### Extracted text
This is a summary of research into the Romano-Celtic goddess found in Ilkey, West Yorkshire, England.
Verbeia is the name of an apparent Romano-Celtic deity, whose altar was found in Ilkley in England. She is not known anywhere else, although as will become clear, she is probably related to other Celtic goddesses. I’ve written an essay and a booklet about her, which should be consulted for more wide-ranging and speculative information on Verbeia; here I’d like to summarize the facts in an easily-updatable and referenced way.
The altar stones
The evidence for her consists of a pair of relief carvings and an inscription. The carvings are currently to be found behind a large Anglo-Saxon cross inside the All Saints Parish Church of Ilkley.
The church stands on the grounds of the old Roman fort that once occupied an area about three times the area of the present church grounds, just south of where the River Wharfe passes through Ilkley. The stones were found built into the northwest corner of the church, having been recut for use by the builders. The stone to the right of the Anglo-Saxon cross shows a pitcher and a patera, a type of flat dish with a handle which was used in ritual libations. The altar to the left (shown here) shows an apparently female figure wearing a long pleated robe, with what looks like a shaped head dress. She also holds two long wavy objects, described by the plaque next to the altar as torches. Anne Ross, however, says they were “undoubtedly meant to represent serpents.”1 The plaque interprets the figure as the earth and barley goddess Demeter. Homer’s invocation of Demeter as the “bringer of seasons”2 certainly fits with likely associations for Verbeia, but ultimately there is little to suggest Demeter per se is involved here.

### Supplied information
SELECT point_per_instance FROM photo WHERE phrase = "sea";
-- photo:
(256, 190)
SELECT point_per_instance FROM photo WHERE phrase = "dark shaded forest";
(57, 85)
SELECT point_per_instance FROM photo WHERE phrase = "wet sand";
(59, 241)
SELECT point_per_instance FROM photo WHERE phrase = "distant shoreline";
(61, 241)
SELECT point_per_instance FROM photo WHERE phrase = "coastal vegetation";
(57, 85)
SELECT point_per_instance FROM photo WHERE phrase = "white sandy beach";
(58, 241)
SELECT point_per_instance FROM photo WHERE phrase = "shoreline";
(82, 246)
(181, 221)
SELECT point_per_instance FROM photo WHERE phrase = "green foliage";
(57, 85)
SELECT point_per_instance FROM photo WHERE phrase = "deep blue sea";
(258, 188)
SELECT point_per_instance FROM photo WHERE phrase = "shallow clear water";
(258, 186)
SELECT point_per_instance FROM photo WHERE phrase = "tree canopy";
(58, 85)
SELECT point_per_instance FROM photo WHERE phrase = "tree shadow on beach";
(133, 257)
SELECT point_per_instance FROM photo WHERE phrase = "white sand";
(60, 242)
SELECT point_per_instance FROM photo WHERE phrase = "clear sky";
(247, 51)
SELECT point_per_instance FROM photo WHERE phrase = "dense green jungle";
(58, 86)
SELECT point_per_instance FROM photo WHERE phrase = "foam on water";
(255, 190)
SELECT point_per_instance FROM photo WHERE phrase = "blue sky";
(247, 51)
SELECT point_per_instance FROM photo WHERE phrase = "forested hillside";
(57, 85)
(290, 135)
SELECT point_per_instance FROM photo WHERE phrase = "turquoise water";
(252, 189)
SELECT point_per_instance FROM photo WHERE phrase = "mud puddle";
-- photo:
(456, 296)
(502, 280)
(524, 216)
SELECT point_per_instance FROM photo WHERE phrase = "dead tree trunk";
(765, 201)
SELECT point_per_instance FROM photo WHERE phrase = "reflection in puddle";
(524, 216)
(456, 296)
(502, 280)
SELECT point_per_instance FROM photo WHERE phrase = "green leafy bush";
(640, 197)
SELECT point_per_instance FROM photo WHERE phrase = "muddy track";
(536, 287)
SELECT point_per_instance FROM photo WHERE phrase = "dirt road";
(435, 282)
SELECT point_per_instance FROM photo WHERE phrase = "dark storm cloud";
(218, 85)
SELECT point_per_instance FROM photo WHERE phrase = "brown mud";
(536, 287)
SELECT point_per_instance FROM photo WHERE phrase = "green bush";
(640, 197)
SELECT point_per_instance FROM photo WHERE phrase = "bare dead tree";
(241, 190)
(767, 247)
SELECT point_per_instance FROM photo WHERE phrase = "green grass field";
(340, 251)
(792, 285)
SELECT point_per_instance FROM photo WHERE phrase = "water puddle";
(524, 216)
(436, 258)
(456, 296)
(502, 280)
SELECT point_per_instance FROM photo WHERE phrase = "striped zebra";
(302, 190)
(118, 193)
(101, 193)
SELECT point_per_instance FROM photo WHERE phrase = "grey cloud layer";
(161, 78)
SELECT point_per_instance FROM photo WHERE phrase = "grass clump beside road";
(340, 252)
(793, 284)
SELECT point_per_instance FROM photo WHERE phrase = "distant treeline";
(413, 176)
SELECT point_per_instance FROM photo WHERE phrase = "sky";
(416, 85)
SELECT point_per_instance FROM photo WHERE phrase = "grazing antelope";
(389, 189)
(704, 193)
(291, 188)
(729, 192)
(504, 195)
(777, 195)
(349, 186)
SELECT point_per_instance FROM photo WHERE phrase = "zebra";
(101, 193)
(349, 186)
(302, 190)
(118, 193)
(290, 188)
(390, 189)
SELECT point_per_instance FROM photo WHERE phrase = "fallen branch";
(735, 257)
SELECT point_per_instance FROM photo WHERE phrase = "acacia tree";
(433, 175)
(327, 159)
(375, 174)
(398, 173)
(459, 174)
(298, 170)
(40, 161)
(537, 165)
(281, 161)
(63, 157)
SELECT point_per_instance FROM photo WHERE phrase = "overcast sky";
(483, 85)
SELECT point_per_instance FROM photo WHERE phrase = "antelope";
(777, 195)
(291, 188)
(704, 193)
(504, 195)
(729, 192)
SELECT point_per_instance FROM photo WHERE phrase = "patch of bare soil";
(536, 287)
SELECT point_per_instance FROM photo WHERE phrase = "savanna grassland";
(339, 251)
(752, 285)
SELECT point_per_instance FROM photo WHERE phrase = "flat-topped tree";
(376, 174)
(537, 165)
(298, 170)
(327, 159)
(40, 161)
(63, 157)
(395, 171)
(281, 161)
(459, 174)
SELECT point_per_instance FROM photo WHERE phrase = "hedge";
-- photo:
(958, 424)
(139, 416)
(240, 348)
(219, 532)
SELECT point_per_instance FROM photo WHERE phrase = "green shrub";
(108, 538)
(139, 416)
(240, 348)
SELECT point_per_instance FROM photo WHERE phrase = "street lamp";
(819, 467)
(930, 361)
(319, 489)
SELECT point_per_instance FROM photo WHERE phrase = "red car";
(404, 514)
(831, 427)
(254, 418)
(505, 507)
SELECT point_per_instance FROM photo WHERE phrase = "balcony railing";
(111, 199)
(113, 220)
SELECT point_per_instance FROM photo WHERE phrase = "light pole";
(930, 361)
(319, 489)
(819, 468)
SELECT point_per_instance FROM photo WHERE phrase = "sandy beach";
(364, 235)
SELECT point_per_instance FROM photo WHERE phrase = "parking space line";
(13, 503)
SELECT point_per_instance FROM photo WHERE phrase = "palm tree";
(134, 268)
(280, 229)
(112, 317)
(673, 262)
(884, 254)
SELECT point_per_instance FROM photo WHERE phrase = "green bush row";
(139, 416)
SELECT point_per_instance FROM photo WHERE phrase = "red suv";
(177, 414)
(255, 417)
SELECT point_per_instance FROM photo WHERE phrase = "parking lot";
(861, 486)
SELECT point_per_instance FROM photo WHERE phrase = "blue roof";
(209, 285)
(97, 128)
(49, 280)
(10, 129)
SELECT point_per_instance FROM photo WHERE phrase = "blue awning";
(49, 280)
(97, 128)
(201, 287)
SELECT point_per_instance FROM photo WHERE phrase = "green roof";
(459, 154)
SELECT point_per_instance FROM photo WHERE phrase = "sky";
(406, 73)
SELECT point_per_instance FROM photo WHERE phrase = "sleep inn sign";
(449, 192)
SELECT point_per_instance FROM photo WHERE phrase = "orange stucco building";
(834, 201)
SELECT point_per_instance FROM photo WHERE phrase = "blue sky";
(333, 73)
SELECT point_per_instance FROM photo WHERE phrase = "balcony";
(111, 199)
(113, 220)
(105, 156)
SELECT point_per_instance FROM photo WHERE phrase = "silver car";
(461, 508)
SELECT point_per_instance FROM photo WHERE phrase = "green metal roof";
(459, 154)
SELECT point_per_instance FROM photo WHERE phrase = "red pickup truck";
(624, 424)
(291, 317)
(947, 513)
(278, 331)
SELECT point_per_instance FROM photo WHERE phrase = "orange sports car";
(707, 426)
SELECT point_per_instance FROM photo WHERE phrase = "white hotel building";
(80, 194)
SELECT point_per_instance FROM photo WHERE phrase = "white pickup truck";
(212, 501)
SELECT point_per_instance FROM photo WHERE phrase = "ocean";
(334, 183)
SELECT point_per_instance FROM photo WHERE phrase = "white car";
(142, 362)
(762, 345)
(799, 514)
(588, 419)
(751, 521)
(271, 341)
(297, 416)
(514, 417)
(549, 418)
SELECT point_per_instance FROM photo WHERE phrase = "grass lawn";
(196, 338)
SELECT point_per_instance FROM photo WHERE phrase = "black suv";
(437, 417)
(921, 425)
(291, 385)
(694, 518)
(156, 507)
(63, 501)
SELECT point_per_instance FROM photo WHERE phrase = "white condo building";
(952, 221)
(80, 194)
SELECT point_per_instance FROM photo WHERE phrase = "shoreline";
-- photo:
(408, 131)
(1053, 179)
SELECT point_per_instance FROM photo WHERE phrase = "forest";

### Directive 1
Answer these questions from the summary on the goddess Verbeia.
(a) Where inside the church are the relief carvings currently kept?
(b) What two objects are shown on the stone to the right of the Anglo-Saxon cross?
(c) What did Anne Ross say the long wavy objects held by the figure were meant to represent?
### Directive 2
Continue the summary on the goddess Verbeia from its last sentence.

### Right answer 1
(a) Behind a large Anglo-Saxon cross inside the All Saints Parish Church of Ilkley.
(b) A pitcher and a patera.
(c) Serpents.

### Right answer 2
The stone bearing the inscription was found by the historian Camden at the time of Elizabeth I, and was then being used to support some stairs in a house. It was removed to Middleton Lodge, north of the Wharfe from Ilkley, which is possibly close to the area where it was originally discovered by William Middleton.3 The inscription became illegible due to exposure, but Middleton made a copy of it, and a copy can now be seen in the Manor House Museum (just behind the church).
The inscription reads:
VERBEIAE SACRVM CLODIVS FRONTO PRAEF COH II LINGON
This is translated4 as:
To holy Verbeia, Clodius Fronto, prefect of the Second Cohort of Lingones (dedicated this).
The Roman fort
The town of Ilkley, and its name, has traditionally been associated with the supposed name of the Roman fort, Olicana. However, current opinion favours Verbeia as the name of the Ilkley fort, associating Olicana with a location near Skipton in North Yorkshire.5
If there is an identification here between the goddess and the fort itself, this could associate Verbeia with the warrior aspect of Brigantia, tutelary goddess of the Brigantes tribe, the native Celts of northern England at the time.
If we take on board the Celtic identification of snakes with rivers and streams, we may also see in the depiction of Verbeia holding a snake in each hand a representation of the fort with the two streams which once flowed down from the moors to the south, either side of the fort’s location, into the Wharfe.
A.L.F. Rivet & Colin Smith, in The Place-Names of Roman Britain, assert that the goddess altar we are studying here, the Roman fort where it was situated, and the river which flowed past it, all shared the same common name: Verbeia. Further, they trace the origins of this title to “a British base *Uerb- ‘to turn, twist’, cognate with that found in Anglo-Saxon weorpan ‘to throw’, Latin verbena, etc.”.6 Verbena will be discussed later.
The troops stationed in Ilkley, who erected the altar to Verbeia, were Celts recruited from the Lingones tribe. The Lingones originated in the Upper Marne region of modern France, near present-day Dijon.
Some sources,7 including myself, assumed that the Ilkley troops were recruited from this region. River and water cults abound in the region, and Anne Ross8 (without making the connection via the Lingones troops) compares the Verbeia relief carving to one found in Mavilly-Mandelot, just southwest of Dijon (right). This carving depicts a goddess in a similar pleated robe, holding two distinct serpents in one hand, and an indistinct object (possibly a torch) in the other. Rising vegetation is seen to her right. This seemed like a good candidate for Verbeia’s Gaulish predecessor.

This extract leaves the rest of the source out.